== Working data ==
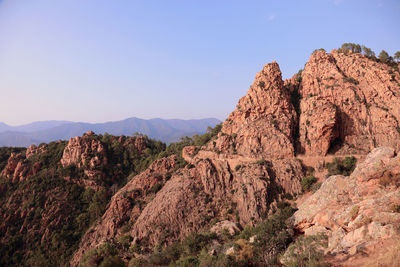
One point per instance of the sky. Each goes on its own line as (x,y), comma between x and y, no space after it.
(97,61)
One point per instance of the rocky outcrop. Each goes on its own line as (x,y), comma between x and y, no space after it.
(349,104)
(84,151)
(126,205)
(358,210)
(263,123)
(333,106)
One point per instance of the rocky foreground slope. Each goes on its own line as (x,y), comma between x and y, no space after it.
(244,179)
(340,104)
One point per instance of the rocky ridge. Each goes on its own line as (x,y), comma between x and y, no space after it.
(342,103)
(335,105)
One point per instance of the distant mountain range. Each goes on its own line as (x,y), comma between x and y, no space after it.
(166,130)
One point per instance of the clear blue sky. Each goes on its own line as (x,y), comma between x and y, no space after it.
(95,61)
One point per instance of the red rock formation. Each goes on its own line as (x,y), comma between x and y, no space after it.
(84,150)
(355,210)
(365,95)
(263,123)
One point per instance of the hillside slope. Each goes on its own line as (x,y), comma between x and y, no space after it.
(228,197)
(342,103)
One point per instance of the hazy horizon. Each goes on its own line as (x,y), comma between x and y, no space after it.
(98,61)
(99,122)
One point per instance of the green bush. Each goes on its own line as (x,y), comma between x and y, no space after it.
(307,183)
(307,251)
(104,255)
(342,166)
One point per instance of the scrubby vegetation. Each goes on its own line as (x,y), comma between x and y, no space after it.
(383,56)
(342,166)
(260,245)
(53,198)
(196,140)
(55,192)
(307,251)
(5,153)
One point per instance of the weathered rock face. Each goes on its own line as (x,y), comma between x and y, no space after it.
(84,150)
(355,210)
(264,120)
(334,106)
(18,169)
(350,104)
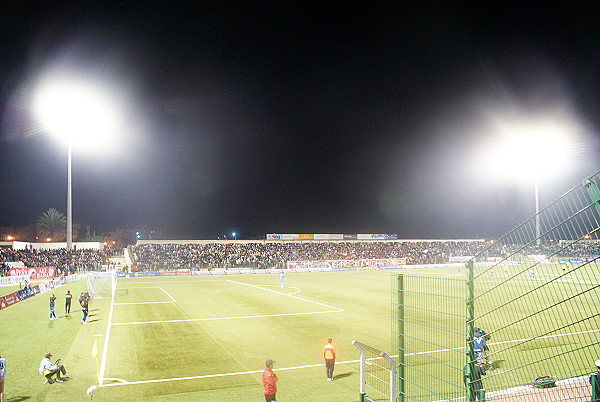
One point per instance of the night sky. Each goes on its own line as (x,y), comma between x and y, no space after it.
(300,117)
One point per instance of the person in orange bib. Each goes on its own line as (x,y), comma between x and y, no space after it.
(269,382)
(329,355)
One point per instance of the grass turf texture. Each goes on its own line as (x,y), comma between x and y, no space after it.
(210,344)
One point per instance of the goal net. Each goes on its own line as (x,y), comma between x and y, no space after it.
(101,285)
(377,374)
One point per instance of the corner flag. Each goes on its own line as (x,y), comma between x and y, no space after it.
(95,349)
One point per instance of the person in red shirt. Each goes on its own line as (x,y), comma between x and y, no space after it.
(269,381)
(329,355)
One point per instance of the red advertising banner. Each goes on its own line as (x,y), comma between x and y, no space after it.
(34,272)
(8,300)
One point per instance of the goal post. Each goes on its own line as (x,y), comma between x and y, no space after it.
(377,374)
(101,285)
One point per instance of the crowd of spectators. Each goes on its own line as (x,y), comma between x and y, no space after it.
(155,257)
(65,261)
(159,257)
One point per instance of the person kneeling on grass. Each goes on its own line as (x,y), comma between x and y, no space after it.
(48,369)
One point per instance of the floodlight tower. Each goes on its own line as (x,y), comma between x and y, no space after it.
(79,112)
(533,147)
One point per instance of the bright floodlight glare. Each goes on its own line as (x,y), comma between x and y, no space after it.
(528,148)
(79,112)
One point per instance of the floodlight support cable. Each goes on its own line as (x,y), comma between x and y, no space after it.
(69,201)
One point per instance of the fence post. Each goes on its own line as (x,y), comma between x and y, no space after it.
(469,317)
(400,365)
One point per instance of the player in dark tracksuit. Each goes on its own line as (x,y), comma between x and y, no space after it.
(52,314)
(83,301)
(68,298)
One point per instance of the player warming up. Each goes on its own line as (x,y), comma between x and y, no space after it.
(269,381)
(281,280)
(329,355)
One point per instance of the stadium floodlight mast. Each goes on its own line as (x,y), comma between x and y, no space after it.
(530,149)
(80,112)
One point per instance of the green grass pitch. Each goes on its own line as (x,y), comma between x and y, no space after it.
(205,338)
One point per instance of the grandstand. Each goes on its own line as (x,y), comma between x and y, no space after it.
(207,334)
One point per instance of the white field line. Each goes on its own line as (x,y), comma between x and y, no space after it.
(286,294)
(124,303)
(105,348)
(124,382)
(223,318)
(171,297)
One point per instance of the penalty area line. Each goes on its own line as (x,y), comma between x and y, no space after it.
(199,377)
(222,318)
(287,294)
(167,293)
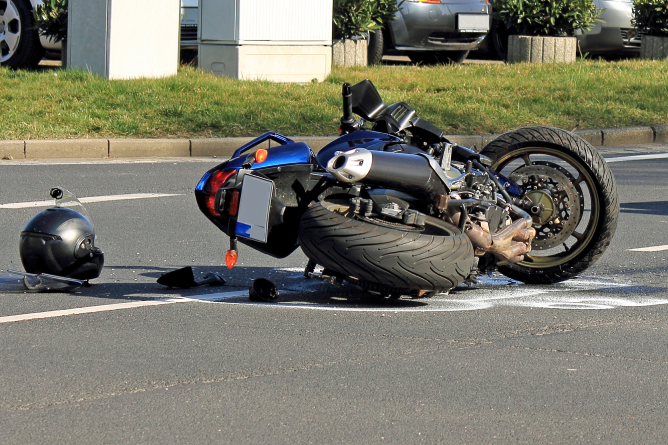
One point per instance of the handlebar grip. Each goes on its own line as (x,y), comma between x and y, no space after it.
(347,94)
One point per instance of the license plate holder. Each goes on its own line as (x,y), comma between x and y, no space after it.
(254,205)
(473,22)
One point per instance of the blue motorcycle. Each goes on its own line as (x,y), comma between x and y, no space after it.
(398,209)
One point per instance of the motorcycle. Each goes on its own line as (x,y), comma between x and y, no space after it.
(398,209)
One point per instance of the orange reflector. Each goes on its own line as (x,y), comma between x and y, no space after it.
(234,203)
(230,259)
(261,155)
===
Please copy the lines above, starting at the one that holds "One point per instance of the green grass" and stopping after the last line, exactly as they appear and minus the pictures.

One point per instance of the green grass pitch. Each goes on its own line as (x,y), comma between x and y, no space after it.
(205,338)
One point per instance of the grandstand. Each goes on its own line as (x,y), comma between x and y, no space after it.
(207,334)
One point per instance of the white field line. Each goes on its own line as (x,y), comma between x and y, no space after it.
(286,294)
(124,303)
(105,348)
(124,382)
(223,318)
(171,297)
One point per instance of the penalty area line. Each goes on its own line as (x,y), comma between x and y, no space after it.
(199,377)
(222,318)
(287,294)
(167,293)
One point per instance of the handlebar grip. Each goes on its own line as (x,y), comma between x and y, no space after it.
(347,94)
One point per instance of the license plate holder. Each goes on its own line as (x,y), comma between x and y, no space after it.
(254,205)
(473,22)
One point per instance of the blue motorcycle. Each goes on its own line as (x,y), comma between x and y, no space after it.
(398,209)
One point per instance of the motorcycle. Each goes on its own line as (x,y), comma between x and y, no space after it.
(398,209)
One point per instance of the orange reflector. Each goes on its own line as (x,y), comma between x and y, no space after it.
(234,203)
(230,259)
(261,155)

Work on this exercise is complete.